### 小練習 A
這篇主成份分析筆記用 library() 載入了哪些 R 套件？請全部列出。
### 小練習 B
用兩句話概括這篇主成份分析筆記的內容。
### 小練習 C
請接著這篇主成份分析筆記最後一行往下寫。
==== 擷取文字 ====
主成份分析的資料視覺化

摘要：我們在處理資料時，為了萃取資料的重要資訊常常會使用主成份分析，不過有時候卻難以解釋主成分分析的結果與成因。此篇教導了主成份分析的視覺化方法，可以有效地幫助我們了解並給予主成份分析背後的意義

這篇筆記示範，結合了互動式的資料視覺化之後，傳統的主成份分析技術運用在大數據上，也可以有很不錯的效果。

library(magrittr)
library(FactoMineR)
library(factoextra)
library(dplyr)
library(highcharter)
library(RColorBrewer)            #
Set3 <- brewer.pal(12, "Set3")   # define the Set3 palette  
load('data/yelp1.rdata')         # loading yelp data
load('data/empath.rdata')        #

1. 資料整理

利用我們上周用過程式，先將資料整理一下。

# number of biz per category
CA = biz$cat %>% strsplit('|',T) %>% unlist %>% table %>% 
  data.frame %>% 'names<-'(c('name','nbiz'))
# number of review per category
CA$nrev = CA$name %>% sapply(function(z){sum(
  review$bid %in% biz$bid[grep(z,biz$cat,fixed=T)] )})
# average number of reviews per business
CA$avg.rev = CA$nrev / CA$nbiz    
CA = CA[order(-CA$nrev),]  # order CA by no. review
rownames(CA)= CA$name 
CA$name = NULL
#View(CA)
# category-business matrix
mxBC = rownames(CA) %>% sapply(function(z)
  grepl(z,biz$cat,fixed=T)); dim(mxBC)

[1] 11537   508

rownames(mxBC) = biz$bid
# class weights: the total weight of a class in the corpus
# order the score matrix by class weights
scores = scores[,order(-colSums(scores))]
wClass = colSums(scores)  # class weights

然後將 評論情緒評分(10項) 和 評論內容評分(194項) 依 商業類別(508類) 平均起來，分別放在：

sx [508 x 10] : 10 Average Sentiment Scores per business category
wx [508 x 194] : 194 Average Class Weights per business category

這兩個矩陣裡面。

# Avg. Sentiment Scores by Category [508 x 194]
sx = apply(mxBC,2,function(v){
  i = review$bid %in% rownames(mxBC)[v]
  colMeans(senti[i,]) }) %>% t
dim(sx)

[1] 508  10

# Avg. Class Weights by Category    [508 x 194]
wx = apply(mxBC,2,function(v){
  i = review$bid %in% rownames(mxBC)[v]
  colMeans(scores[i,]) }) %>% t
dim(wx)

[1] 508 194

2. 主成份分析

先對情緒矩陣(sx)做主成份分析

ncp=10  # number of components to keep
pcx = PCA(sx,ncp=ncp,graph=F)
==== 資料摘錄 ====
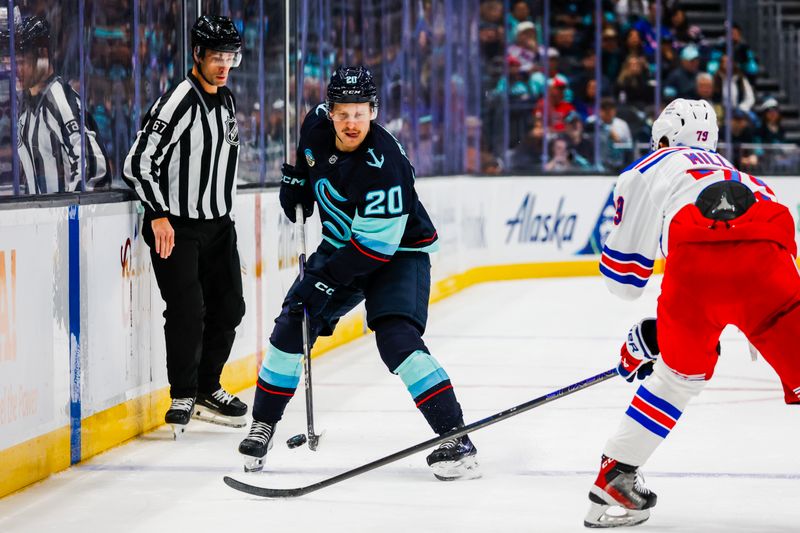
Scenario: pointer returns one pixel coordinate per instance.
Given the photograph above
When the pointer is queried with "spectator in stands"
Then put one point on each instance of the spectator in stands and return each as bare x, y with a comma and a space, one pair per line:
681, 31
564, 42
616, 140
491, 41
563, 158
669, 57
647, 31
585, 100
633, 83
559, 108
771, 131
744, 57
744, 157
582, 77
526, 47
742, 96
527, 155
681, 82
579, 142
553, 62
611, 54
629, 11
519, 83
704, 87
520, 12
633, 43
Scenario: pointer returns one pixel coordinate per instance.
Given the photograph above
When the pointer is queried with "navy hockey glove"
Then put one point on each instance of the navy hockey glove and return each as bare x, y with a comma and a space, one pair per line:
295, 189
313, 292
639, 353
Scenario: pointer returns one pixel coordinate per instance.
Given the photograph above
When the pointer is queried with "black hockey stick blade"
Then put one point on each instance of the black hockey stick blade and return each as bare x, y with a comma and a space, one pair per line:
430, 443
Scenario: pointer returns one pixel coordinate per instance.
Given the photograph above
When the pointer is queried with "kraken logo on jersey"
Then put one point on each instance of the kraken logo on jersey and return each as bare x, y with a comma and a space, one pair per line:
231, 131
340, 223
310, 157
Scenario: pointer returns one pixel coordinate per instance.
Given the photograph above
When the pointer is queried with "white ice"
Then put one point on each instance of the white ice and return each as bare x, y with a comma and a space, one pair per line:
731, 465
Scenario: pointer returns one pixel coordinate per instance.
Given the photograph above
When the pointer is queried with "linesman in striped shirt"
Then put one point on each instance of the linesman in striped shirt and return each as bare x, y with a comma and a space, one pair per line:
183, 166
49, 133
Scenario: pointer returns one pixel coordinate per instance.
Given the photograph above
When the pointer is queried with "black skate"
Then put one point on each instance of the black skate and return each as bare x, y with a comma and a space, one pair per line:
221, 408
621, 486
256, 445
454, 459
178, 415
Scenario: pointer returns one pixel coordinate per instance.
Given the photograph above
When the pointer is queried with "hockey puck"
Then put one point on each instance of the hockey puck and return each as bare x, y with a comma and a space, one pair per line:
297, 440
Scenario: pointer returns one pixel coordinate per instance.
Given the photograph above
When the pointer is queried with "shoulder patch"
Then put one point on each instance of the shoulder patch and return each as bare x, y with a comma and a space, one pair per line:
309, 157
377, 163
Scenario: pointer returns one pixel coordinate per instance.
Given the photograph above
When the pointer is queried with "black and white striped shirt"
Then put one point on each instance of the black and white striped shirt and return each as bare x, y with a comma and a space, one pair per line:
185, 157
49, 143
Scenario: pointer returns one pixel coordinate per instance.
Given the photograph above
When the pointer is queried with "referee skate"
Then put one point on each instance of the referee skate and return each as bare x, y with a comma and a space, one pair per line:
399, 266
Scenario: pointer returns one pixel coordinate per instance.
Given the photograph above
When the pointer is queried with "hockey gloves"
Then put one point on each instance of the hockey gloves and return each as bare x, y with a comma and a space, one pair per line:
639, 352
313, 293
295, 189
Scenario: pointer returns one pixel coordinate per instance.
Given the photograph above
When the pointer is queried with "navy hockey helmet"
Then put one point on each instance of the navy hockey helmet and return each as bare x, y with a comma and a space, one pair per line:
214, 32
352, 85
32, 34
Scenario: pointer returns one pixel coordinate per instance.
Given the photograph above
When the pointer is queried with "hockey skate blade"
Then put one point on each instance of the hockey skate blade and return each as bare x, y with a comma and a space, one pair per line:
313, 440
206, 415
466, 468
602, 515
253, 464
178, 430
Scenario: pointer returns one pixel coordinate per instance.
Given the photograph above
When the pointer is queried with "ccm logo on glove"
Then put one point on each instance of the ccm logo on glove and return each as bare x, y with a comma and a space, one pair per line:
324, 288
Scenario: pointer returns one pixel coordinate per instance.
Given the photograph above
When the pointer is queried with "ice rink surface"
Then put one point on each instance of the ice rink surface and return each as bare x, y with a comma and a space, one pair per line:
732, 464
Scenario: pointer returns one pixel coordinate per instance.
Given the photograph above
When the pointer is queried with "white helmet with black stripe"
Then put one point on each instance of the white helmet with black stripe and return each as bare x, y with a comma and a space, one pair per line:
686, 123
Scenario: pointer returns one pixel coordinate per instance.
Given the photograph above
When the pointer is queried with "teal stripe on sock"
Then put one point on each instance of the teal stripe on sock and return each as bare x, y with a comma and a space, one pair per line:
417, 367
279, 380
429, 381
280, 363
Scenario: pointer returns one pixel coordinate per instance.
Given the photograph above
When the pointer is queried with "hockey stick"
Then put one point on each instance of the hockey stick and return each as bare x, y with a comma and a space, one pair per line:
430, 443
313, 438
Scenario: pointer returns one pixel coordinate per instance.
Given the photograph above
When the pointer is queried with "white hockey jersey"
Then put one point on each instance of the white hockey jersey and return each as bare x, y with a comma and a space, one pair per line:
648, 194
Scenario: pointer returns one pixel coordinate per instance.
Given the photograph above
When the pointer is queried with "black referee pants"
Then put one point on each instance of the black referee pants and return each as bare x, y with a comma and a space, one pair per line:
201, 283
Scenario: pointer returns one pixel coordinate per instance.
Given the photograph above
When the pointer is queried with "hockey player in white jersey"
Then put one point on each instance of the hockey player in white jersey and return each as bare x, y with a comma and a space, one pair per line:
731, 259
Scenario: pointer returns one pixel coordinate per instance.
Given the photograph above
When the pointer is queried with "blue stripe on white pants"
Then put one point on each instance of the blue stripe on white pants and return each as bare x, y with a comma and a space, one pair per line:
634, 443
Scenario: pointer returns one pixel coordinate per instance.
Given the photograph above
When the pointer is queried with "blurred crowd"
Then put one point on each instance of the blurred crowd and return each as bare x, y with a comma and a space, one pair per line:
520, 67
464, 90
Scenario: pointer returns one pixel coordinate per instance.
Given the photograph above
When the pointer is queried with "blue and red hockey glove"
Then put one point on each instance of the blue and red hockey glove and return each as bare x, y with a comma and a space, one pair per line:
639, 352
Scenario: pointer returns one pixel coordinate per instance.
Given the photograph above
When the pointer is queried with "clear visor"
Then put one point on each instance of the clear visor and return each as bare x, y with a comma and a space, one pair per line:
215, 58
358, 116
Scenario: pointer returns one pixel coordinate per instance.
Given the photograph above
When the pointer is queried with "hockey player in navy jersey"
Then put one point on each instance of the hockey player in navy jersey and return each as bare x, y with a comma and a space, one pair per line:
376, 239
731, 259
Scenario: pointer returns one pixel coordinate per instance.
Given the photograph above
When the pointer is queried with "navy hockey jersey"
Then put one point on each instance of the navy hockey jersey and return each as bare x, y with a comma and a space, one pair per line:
366, 198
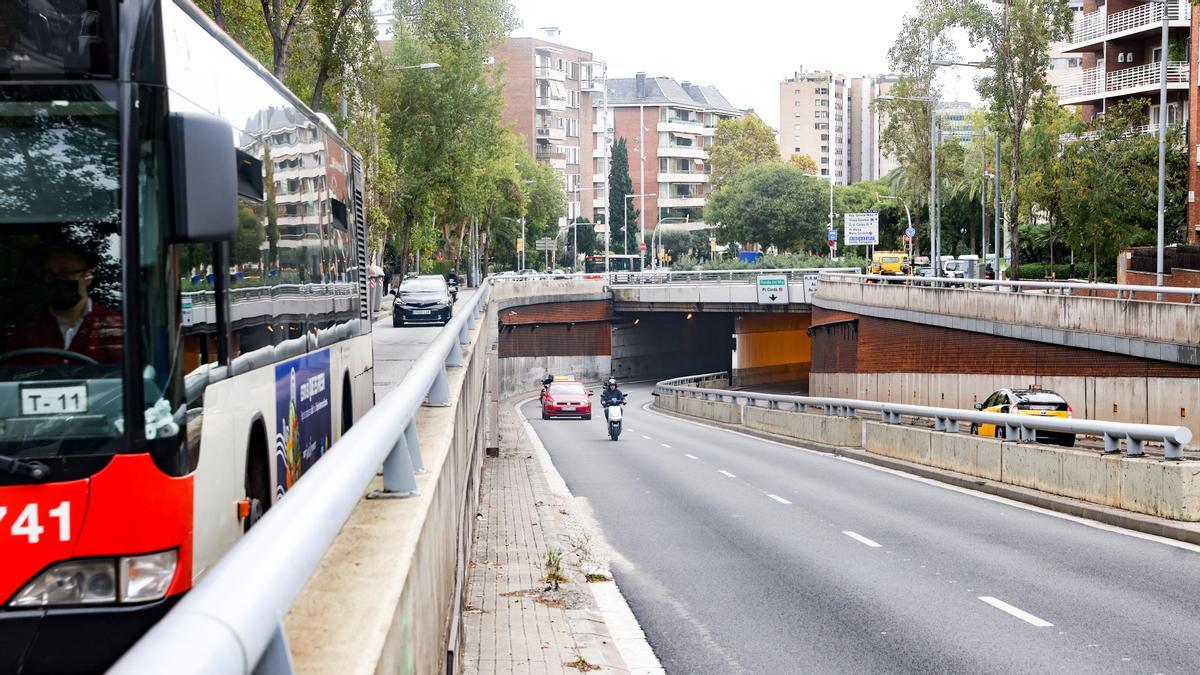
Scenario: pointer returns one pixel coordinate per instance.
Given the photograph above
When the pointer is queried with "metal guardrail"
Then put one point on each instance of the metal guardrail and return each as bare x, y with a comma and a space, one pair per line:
====
### 參考答案 A
magrittr、FactoMineR、factoextra、dplyr、highcharter、RColorBrewer

### 參考答案 B
主成份分析常用來萃取資料的重要資訊，但結果不容易解釋，這篇筆記示範用互動式資料視覺化幫助理解主成份分析背後的意義。做法是先整理 Yelp 資料，把 10 項評論情緒評分和 194 項評論內容評分依 508 個商業類別平均，放進 sx 和 wx 兩個矩陣，再對情緒矩陣 sx 做主成份分析。

### 參考答案 C
barplot(pcx$eig[1:ncp,3],names=1:ncp,main="Accumulated Variance",
        xlab="No. Components", ylab="% of Variance")
abline(h=seq(0,100,10),col='lightgray')

跟據上圖，前兩個主成份就涵蓋了將近80%的變異量。
但是當我們想要將商業類別標示在前兩個主成份的平面上的時候 …

fviz_pca_biplot(pcx)

由於類別太多(共508類)，大部分的類別都幾乎無法辨識。

3. 資料視覺化

近兩年來R的畫圖套件幾乎都具備了輸出互動網頁的能力，以下我們先寫一個helper function，來幫助我們檢視主成份分析的結果。

# a helper function that generates Interactive PCA charts
bipcx = function(pcx, d1, d2, nvar, nobs, t1="", t2="",
                 main="Principle Component Anaylysis", 
                 obs='obs.', col.o='gold', ratio=0.7) {
  dfvar = pcx$var$coord %>% 
    {data.frame(name=rownames(.),x=.[,d1],y=.[,d2] )}
  dfvar = head(dfvar[order(-rowSums(pcx$var$cos2[,c(d1,d2)])),], nvar)
  dfobs = pcx$ind$coord %>% 
    {data.frame(name=rownames(.),x=.[,d1],y=.[,d2])}
  dfobs = head(dfobs[order(-rowSums(pcx$ind$cos2[,c(d1,d2)])),], nobs)
  dfvar[-1] = ratio*dfvar[-1]*max(abs(dfobs[,-1]))/max(abs(dfvar[-1])) 
  lsvar = dfvar %>% group_by_("name") %>%
    do(data = list(c(0, 0), c(.$x, .$y))) %>% list_parse()
  highchart() %>%
    hc_colors(substr(Set3, 0, 7)) %>% 
    hc_plotOptions( 
      line = list(
        marker=list(enabled=F),
        tooltip=list(pointFormat="{series.name}")),
      scatter = list(marker=list(radius=4, symbol="circle"))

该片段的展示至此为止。